**SET TASK:**
Please pick out and copy each line below that contains the string "every". Case matters.
### DATA SHOWN
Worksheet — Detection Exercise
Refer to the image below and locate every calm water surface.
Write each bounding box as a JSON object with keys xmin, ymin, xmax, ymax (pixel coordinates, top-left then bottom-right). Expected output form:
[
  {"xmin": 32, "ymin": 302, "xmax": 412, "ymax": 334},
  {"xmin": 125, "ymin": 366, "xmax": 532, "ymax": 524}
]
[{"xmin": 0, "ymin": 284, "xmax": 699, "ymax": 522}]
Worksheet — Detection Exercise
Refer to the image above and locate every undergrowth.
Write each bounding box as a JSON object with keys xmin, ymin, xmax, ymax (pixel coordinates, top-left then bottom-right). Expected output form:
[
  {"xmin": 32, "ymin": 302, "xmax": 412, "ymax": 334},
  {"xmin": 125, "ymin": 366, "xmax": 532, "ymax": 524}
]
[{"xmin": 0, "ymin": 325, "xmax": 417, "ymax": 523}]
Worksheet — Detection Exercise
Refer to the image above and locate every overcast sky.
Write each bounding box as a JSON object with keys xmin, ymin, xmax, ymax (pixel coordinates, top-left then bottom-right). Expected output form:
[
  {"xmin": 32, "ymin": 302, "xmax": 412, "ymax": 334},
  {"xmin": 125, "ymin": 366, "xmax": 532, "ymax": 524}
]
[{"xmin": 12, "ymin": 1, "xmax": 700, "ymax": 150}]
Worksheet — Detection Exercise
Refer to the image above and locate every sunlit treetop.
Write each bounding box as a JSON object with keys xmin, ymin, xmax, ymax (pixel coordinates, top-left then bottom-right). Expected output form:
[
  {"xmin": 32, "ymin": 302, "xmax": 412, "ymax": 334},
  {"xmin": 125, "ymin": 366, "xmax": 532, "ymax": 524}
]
######
**TASK RESPONSE:**
Refer to the image below and locate every calm water surface.
Refer to the image above and locate every undergrowth.
Refer to the image above and locate every overcast sky.
Refer to the image above and locate every sunlit treetop.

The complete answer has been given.